Directive:
Return every line of the records below word for word, leaving the pictures out.

Dataset excerpt:
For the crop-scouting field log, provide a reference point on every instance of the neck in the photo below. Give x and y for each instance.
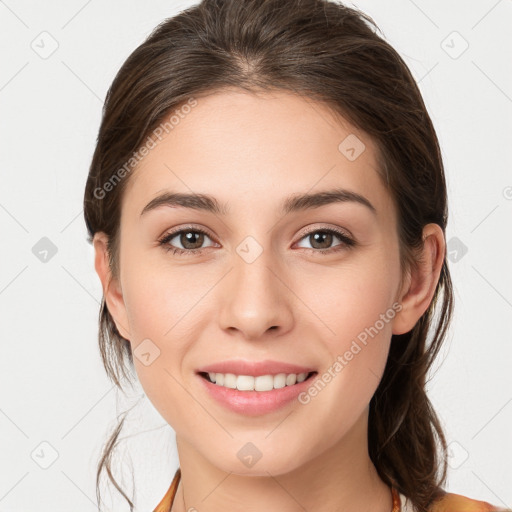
(343, 478)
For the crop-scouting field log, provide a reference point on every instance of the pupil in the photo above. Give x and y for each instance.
(323, 235)
(189, 237)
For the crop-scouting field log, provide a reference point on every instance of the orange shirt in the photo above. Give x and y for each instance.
(450, 502)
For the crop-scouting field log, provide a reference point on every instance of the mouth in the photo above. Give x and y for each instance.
(256, 384)
(255, 395)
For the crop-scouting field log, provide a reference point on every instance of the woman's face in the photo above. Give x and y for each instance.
(269, 283)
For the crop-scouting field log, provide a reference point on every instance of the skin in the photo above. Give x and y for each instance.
(251, 151)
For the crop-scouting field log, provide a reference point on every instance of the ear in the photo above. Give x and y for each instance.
(111, 286)
(418, 290)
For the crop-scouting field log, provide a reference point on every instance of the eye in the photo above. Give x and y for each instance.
(323, 238)
(191, 239)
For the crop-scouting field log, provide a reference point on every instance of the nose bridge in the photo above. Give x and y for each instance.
(255, 298)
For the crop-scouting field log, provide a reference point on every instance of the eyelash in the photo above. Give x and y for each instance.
(347, 242)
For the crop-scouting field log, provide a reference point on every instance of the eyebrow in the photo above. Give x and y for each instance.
(293, 203)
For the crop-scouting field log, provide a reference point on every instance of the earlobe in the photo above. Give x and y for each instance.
(420, 286)
(111, 287)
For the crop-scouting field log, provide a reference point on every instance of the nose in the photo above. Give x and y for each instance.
(255, 298)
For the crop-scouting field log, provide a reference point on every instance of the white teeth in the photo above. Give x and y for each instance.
(260, 383)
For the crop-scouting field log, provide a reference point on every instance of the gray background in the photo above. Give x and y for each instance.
(56, 404)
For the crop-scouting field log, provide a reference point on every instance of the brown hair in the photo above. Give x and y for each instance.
(326, 52)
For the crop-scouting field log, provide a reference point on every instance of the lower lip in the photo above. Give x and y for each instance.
(255, 403)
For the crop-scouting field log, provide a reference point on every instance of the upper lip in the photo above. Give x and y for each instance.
(254, 368)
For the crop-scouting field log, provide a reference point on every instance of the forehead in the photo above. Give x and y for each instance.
(253, 149)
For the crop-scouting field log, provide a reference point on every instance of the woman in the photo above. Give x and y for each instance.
(267, 204)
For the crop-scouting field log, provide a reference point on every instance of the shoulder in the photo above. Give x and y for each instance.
(452, 502)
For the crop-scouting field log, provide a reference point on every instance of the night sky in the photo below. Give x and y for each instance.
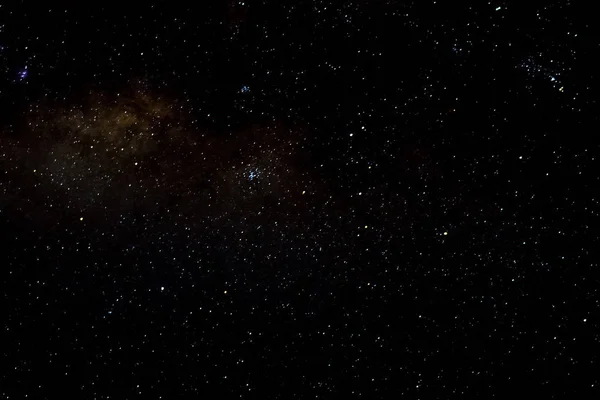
(299, 200)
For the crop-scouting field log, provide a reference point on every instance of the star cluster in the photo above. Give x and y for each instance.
(321, 199)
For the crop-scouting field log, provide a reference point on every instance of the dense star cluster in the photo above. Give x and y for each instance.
(299, 200)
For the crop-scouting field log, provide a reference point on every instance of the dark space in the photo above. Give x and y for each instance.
(299, 200)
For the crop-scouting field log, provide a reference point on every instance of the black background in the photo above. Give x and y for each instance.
(445, 248)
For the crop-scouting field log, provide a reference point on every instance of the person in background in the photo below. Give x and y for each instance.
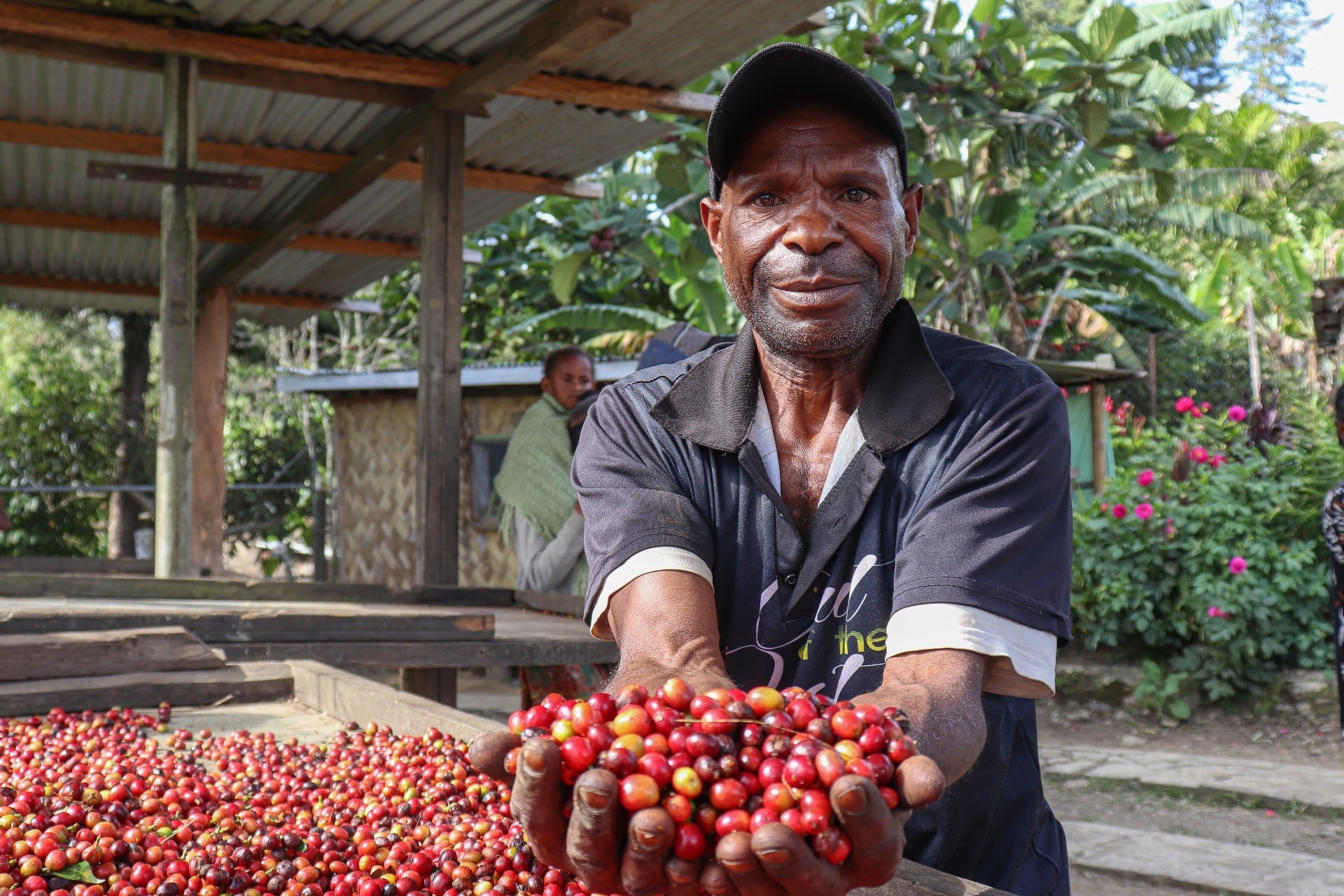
(1332, 523)
(539, 508)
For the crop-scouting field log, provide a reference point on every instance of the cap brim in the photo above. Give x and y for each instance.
(784, 69)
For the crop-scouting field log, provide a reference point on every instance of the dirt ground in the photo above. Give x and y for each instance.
(1291, 736)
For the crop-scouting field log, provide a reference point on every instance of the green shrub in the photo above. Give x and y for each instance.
(1155, 562)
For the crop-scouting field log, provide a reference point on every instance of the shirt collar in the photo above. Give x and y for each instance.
(714, 403)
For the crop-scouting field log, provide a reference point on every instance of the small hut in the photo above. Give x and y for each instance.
(375, 466)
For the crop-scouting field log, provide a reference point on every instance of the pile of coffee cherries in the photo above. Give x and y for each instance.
(729, 761)
(118, 804)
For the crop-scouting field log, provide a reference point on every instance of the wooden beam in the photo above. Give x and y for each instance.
(440, 394)
(565, 30)
(176, 324)
(151, 290)
(254, 61)
(210, 479)
(279, 158)
(204, 232)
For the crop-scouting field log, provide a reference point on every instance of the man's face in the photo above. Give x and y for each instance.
(571, 377)
(813, 229)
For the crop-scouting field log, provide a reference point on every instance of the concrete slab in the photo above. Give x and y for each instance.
(1316, 788)
(1194, 862)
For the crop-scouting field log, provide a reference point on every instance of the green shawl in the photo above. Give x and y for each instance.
(536, 476)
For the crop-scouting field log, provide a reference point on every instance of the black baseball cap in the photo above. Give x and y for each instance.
(794, 67)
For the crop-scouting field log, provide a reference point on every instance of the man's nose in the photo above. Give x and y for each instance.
(812, 229)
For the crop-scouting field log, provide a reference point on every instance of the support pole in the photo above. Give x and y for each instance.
(1101, 430)
(176, 326)
(209, 480)
(440, 396)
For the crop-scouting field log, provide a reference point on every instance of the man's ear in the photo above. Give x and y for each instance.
(711, 216)
(913, 203)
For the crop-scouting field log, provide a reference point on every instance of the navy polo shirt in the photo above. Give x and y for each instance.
(960, 495)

Full solution:
For the crop-scouting field log, provide a reference point on every instance of the neck in the photo below. Give x and y for each instance.
(343, 478)
For the crop-scouting field log, provide a reference point on every instance of the pupil in the photo above. Give x and y for each instance.
(323, 235)
(189, 237)
For the crop-scouting field log, provide a reference point on every instance of the orange shirt in the photo above. Give x and y for each instance.
(450, 502)
For the crop-scouting field log, provide a reference point on every instance of the mouth in the photo above. Give x and y for each instance.
(256, 384)
(255, 395)
For the crop-scouting field log, provide a reference point on every instance of the woman's face in the photo above. Give x and y for each instance.
(269, 283)
For the crop-scouting field log, provide a reference point on every instance of the skin in the photo above. Give x and y for each instance.
(251, 151)
For the crop-scouting field log, provide a reference point on every instance of the ear in the photo above. Give x and y for each instance.
(111, 286)
(418, 290)
For the crop-scouting field log, provide a reference point on every instance of the eye in the photo above. Give x and y for each instance.
(323, 238)
(191, 239)
For the crop-scouting field log, provide a reference point on every instance of the nose bridge in the photo above. Give x and y for each instance.
(255, 298)
For the crop-scouting field log, provide a reference point on every instance of the eyelash in the photo above. Give x and y for each instance.
(347, 242)
For the crop-scouting field log, provide a reference point on every instance of the eyebrow in the photo above. Give x and y for each instance.
(293, 203)
For the crop-scouting field log, provide a reference point on every instance of the earlobe in the photo above. Give x and y for each instance.
(420, 286)
(111, 287)
For the crop-scouting field log, provide a reference point on every instance of the nose in the photo above. Give x and y for each instance.
(255, 298)
For the crop-scouting field log, provide a reference point on every instance of the white teeth in the photo above. Give x and y for each instance.
(260, 383)
For the crop-scouting field log, provide a reference point on every instance of the gray background in the photo above. Give x and y for each instance.
(56, 404)
For the crop-scouting field log, provide a reference point on every instance of the brown hair in the photo above. Give x and y for each instance.
(326, 52)
For the crop-scouting field log, provide a reference point on every instance of the lower lip in the photo above. Give x and y for each instance.
(255, 403)
For the crop-scouting field log, provide a reference point on every instance of the upper lip in the photo above. Give x and y for each instance.
(254, 368)
For the crop-scouting field log, provide a reference point on every instance of the forehead in the photo above. Give x and y for each instance.
(253, 149)
For the crop-scouting field log, provide a reference point on every instance of the woman in the photo above. Give x and y for each instance.
(267, 204)
For the crop-scouting field log, provide a reference point on every instance of the shoulder in the photo above. Give x and y for each instance.
(452, 502)
For the crop-scouting field log, provide a reference point on every instance of the night sky in the photo below. Give x and y for each instance.
(299, 200)
For the crop-scouting field log, provide a reference point on every instance of the star cluster in the photo above. Give x and y for each instance.
(321, 199)
For the crop-scouting field log, provide a reference point on every instance of the dense star cluster in the photo above. Give x and y for each instance.
(299, 200)
For the crop-scouting field log, provide a reference point on every instance of the dark space in the photo above. Give x and y for each instance.
(299, 200)
For the crop-scouting field log, provide a reference point on every instance of the black background in the photo above. Give x and y for each instance.
(445, 248)
For the crop-scouting field log, provide a reference point on every instance of the person in background in the photo below. Give x and y for each instance.
(1332, 523)
(539, 508)
For the crop-scouting field log, provide a reference point on every instance of the cap brim in the photo above. Give x and y for each instance.
(784, 69)
For the crop-scouting field log, provide a reference point on every instance of the dirt ground in the photo above. Give x and y for each instance.
(1291, 736)
For the crop-scouting field log, provide a reference point on every instance of the green shrub in the photo above. Give x and y for each instance.
(1155, 562)
For the crop-scouting field log, provide a reference point on every instance of the shirt collar in the photo above. Give x and y for each instance.
(714, 403)
For the crop-scouting field log, provide a reference point on every instance of the small hut in the photo above. Give x and y for each instance.
(375, 466)
For the crop-scouting field log, provide a reference point on every instance of the pile of coffee cherries in the photo above. Give x and y for each instance.
(729, 761)
(118, 804)
For the crop-scouting field log, provide a reference point on every instance of the wooden beam in the photo above. Give x and y for each instance.
(440, 394)
(565, 30)
(176, 324)
(151, 290)
(254, 61)
(210, 479)
(279, 158)
(204, 232)
For the crop-scouting field log, provide a reference point on every instance of the man's face in the photo above. Give x and y for each instance.
(571, 377)
(813, 229)
For the crop-scouting field log, provide a reference point on every instance of the concrete slab in the photo above. Give x and y for each instance.
(1316, 788)
(1194, 862)
For the crop-scouting field log, provide a reference point on every instance of the green shawl in the photo above. Give x and y for each instance.
(536, 476)
For the crop-scouting field log, provide a reference point on every instance of the black baseball cap in the photo above. Give x and y for each instance.
(794, 67)
For the crop-scouting field log, provide a reference point on every instance of the man's nose in the photo above. Give x and y for each instance.
(812, 229)
For the crop-scouting field log, provide a reference point on every instance of the support pole in the photo above. Give x and y for each instance.
(1101, 430)
(176, 326)
(209, 480)
(440, 396)
For the crop-scouting field log, provide a reference point on every instance of the man's ear in the photo above. Give x and y for each instance.
(711, 216)
(913, 203)
For the crop-scouting field log, provide a reference point on every instance of the navy polo shirt in the photo above. Give x and y for each instance.
(960, 495)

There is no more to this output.